Records of outlines for named regions:
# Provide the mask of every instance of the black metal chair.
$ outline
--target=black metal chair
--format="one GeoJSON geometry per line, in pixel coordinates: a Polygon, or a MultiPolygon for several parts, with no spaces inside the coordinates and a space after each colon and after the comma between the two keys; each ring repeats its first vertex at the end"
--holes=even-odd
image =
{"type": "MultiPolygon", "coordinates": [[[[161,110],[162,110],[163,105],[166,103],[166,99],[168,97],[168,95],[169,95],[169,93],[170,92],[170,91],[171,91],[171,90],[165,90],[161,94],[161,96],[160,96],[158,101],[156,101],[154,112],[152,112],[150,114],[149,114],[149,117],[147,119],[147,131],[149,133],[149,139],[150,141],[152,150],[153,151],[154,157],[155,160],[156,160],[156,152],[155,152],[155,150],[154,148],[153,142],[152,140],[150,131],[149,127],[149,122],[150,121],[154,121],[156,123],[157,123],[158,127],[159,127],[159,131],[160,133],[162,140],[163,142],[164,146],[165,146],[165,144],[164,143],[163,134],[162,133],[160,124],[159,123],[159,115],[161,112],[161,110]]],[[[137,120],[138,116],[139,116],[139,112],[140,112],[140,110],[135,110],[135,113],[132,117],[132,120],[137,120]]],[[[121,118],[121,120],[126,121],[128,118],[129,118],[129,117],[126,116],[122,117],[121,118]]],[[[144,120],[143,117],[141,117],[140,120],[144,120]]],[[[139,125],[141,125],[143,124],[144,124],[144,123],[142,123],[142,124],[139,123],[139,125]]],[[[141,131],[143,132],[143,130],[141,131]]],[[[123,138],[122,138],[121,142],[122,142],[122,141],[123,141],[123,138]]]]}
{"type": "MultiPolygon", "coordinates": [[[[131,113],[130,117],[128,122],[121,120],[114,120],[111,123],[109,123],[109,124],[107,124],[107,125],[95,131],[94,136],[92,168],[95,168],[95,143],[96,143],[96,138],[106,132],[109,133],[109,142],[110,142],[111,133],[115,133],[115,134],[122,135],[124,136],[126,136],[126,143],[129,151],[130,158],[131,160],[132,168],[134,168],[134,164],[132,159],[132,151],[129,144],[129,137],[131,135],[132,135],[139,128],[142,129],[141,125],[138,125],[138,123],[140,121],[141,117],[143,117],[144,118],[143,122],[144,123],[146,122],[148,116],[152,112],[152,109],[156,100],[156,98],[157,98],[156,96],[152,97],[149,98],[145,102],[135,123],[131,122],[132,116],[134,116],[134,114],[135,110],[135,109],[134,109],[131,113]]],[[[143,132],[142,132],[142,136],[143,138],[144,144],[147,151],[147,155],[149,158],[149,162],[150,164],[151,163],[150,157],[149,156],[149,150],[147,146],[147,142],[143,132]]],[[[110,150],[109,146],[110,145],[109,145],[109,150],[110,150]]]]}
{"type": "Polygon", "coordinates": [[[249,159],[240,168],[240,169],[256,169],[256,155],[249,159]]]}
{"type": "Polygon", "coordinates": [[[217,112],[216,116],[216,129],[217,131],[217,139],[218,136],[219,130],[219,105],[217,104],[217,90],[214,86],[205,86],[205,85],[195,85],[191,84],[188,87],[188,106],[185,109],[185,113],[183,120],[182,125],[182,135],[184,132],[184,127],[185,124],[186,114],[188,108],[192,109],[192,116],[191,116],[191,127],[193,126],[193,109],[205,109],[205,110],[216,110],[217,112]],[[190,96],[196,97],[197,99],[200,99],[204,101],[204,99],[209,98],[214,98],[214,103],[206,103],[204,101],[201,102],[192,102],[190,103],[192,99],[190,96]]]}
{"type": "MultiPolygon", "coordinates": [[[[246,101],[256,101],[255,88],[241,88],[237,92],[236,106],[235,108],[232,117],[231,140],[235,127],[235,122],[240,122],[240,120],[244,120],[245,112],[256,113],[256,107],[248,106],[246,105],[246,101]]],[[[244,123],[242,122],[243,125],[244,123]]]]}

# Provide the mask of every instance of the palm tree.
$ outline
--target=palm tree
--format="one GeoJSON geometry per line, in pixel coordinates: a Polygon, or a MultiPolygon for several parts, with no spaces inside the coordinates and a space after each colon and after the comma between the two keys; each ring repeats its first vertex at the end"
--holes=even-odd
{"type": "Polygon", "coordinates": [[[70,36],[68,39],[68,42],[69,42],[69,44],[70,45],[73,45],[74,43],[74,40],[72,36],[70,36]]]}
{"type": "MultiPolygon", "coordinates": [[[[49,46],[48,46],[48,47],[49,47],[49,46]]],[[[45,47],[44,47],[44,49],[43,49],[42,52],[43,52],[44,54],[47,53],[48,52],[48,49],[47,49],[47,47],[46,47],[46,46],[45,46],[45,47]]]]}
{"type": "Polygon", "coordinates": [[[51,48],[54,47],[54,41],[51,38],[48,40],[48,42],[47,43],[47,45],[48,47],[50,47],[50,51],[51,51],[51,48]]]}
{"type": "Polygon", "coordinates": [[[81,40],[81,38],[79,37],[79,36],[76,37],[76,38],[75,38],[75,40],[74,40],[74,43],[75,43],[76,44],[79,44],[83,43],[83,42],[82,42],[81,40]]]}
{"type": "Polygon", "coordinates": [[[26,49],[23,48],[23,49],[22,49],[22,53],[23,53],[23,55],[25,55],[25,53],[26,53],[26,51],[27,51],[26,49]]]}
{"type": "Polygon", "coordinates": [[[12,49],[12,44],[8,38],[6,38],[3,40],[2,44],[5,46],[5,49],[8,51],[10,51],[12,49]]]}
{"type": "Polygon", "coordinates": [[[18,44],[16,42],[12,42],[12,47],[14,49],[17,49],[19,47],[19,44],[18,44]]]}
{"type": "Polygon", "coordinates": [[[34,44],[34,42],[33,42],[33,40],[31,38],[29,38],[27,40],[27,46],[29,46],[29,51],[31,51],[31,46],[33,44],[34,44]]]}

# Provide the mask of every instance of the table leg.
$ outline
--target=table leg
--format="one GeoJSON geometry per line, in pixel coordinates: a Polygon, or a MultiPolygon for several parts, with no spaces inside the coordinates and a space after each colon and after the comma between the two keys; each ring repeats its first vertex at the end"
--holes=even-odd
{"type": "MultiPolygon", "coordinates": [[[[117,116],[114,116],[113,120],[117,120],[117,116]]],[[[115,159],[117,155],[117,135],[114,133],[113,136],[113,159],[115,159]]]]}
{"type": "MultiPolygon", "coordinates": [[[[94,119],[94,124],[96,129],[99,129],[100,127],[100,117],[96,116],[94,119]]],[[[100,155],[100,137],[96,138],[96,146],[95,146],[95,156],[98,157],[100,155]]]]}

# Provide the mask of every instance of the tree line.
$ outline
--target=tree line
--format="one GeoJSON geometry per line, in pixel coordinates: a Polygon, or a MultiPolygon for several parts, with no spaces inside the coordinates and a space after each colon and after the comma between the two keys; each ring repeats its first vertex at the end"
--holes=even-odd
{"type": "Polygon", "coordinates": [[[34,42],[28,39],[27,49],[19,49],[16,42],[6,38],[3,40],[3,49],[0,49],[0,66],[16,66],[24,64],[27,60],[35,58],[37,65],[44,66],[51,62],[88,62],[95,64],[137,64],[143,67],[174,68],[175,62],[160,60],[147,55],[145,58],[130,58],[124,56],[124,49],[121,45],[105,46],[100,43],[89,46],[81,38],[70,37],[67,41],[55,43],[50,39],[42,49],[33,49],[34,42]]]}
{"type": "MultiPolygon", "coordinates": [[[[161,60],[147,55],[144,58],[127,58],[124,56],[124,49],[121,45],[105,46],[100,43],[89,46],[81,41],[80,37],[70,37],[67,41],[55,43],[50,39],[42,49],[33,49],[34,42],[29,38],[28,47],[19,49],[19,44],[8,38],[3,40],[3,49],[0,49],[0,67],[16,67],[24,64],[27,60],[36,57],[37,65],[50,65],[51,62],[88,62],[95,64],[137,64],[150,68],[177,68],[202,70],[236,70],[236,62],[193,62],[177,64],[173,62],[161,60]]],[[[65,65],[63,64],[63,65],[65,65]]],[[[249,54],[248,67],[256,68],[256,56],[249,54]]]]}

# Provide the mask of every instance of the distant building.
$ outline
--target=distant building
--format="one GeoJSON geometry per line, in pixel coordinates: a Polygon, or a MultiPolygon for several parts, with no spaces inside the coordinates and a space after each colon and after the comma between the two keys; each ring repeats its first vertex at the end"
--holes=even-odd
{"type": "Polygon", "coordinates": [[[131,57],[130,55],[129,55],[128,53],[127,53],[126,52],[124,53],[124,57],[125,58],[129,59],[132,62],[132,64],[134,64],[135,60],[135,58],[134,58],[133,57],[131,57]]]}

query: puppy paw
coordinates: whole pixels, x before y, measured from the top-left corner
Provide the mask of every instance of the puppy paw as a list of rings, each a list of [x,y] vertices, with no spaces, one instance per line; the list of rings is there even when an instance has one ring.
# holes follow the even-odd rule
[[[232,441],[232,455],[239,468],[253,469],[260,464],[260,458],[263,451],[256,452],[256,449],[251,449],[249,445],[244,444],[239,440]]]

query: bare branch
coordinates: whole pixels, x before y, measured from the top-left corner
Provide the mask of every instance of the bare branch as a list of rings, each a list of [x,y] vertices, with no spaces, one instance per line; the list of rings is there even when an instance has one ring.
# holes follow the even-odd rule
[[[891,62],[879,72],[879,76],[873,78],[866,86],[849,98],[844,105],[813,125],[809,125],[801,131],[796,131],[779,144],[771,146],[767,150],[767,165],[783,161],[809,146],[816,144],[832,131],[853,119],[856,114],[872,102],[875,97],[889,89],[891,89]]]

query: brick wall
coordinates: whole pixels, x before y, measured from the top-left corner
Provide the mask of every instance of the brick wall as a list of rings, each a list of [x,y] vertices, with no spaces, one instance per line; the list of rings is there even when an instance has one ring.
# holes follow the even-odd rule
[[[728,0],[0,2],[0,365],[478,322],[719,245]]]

PROBLEM REQUIREMENTS —
Edit the records from their first line through the line containing "--target=black metal chair", changing "metal" to "steel" and leaving everything else as it is.

EXERCISE RESULT —
# Provide the mask of every instance of the black steel chair.
$ outline
--target=black steel chair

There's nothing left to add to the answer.